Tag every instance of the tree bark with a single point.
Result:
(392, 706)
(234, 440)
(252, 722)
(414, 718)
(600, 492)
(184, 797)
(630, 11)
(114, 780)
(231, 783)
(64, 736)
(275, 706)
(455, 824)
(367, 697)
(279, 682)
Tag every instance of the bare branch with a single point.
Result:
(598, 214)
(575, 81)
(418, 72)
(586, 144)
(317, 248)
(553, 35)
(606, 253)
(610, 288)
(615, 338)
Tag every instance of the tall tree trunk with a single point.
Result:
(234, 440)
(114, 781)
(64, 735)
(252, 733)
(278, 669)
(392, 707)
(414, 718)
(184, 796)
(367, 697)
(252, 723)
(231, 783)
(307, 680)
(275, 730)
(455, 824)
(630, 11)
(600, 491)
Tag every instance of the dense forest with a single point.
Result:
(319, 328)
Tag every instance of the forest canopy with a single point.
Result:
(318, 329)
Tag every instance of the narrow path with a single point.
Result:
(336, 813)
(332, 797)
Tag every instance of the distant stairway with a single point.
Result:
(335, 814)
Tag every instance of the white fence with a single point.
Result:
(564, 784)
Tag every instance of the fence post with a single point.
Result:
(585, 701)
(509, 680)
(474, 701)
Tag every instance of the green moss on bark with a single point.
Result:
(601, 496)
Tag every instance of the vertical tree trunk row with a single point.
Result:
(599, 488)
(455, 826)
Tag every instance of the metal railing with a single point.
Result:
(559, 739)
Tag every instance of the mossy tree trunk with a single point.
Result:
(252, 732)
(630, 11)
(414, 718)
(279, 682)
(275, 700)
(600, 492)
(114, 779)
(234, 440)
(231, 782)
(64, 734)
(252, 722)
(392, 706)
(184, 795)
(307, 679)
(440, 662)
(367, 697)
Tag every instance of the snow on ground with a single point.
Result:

ACTIVITY - Above are some records; extract every one of them exactly.

TASK SOLUTION -
Tag every instance of the tree bark with a single point.
Result:
(392, 706)
(234, 440)
(252, 722)
(414, 718)
(600, 492)
(184, 797)
(630, 11)
(114, 780)
(231, 783)
(64, 736)
(275, 706)
(455, 824)
(367, 697)
(279, 682)
Tag every instance of the bare branch with a single point.
Result:
(598, 214)
(575, 81)
(418, 72)
(586, 144)
(317, 248)
(553, 35)
(606, 253)
(610, 288)
(615, 338)
Tag every instance of the tall tree trunk with a single point.
Result:
(234, 440)
(114, 781)
(64, 735)
(252, 733)
(278, 669)
(392, 707)
(414, 718)
(184, 796)
(367, 697)
(252, 723)
(231, 783)
(307, 680)
(275, 730)
(455, 824)
(630, 11)
(600, 491)
Tag every instance of the dense forest with a single point.
Result:
(319, 328)
Tag every instance of the forest canopy with a single point.
Result:
(318, 329)
Tag every instance of the narrow path with a single point.
Result:
(336, 813)
(332, 797)
Tag every instance of the distant stairway with a single point.
Result:
(335, 814)
Tag every instance of the white fence with a single point.
Result:
(564, 784)
Tag every instance of the fence post with a single point.
Result:
(585, 701)
(509, 680)
(474, 701)
Tag every instance of the green moss on bark with a single point.
Result:
(601, 496)
Tag every instance of the vertical tree trunk row with a single point.
Result:
(599, 488)
(455, 826)
Tag every instance of the metal railing with a single point.
Result:
(559, 739)
Tag every instance of the mossy tree trunk with a single point.
Result:
(252, 732)
(630, 11)
(414, 718)
(279, 682)
(275, 700)
(600, 492)
(114, 779)
(234, 440)
(231, 782)
(64, 734)
(252, 722)
(392, 706)
(184, 795)
(307, 679)
(440, 662)
(367, 697)
Tag every instance of the snow on ground with a single point.
Result:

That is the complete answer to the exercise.